Compute is often considered the most expensive resource in cloud computing solutions however there is one resource that can add up quick if you are not careful: Storage Transactions.

Yes at only $0.01 per 10,000 transactions these pesky things look very cheap. Very, very, very cheap in fact. However, in just a few days of testing with my servers deployed I logged in to check my Azure billing only to find this picture:

Shocked? No? Now you might be saying, Mark, your bill is $1.96, that’s not huge. In fact that is really, really cheap. However, let me tell you the ad revenue that my phone application generated in that same time period: $0.10. Yes! Ten Cents. A number so small, I can write it out in English.

How many games did I play? 3 or 4, max. So overall, my game isn’t just not making me money, I am losing over $0.40 every game that is played. Not to mention I get 500,000 transactions free thanks to BizSpark and all those other blue bars are free too. This is a HUGE problem.

Architecting for ad-supported software using the cloud is a very different animal than enterprise applications or sites.

-- Source excerpt --

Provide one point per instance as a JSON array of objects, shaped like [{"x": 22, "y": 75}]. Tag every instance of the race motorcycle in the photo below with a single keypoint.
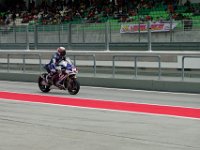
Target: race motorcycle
[{"x": 65, "y": 76}]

-- Challenge --
Duplicate the part of the post about storage transaction costs that opens with the words containing "Compute is often" and closes with "out in English.". The listing has no connection to the post about storage transaction costs.

-- Task result --
Compute is often considered the most expensive resource in cloud computing solutions however there is one resource that can add up quick if you are not careful: Storage Transactions.

Yes at only $0.01 per 10,000 transactions these pesky things look very cheap. Very, very, very cheap in fact. However, in just a few days of testing with my servers deployed I logged in to check my Azure billing only to find this picture:

Shocked? No? Now you might be saying, Mark, your bill is $1.96, that’s not huge. In fact that is really, really cheap. However, let me tell you the ad revenue that my phone application generated in that same time period: $0.10. Yes! Ten Cents. A number so small, I can write it out in English.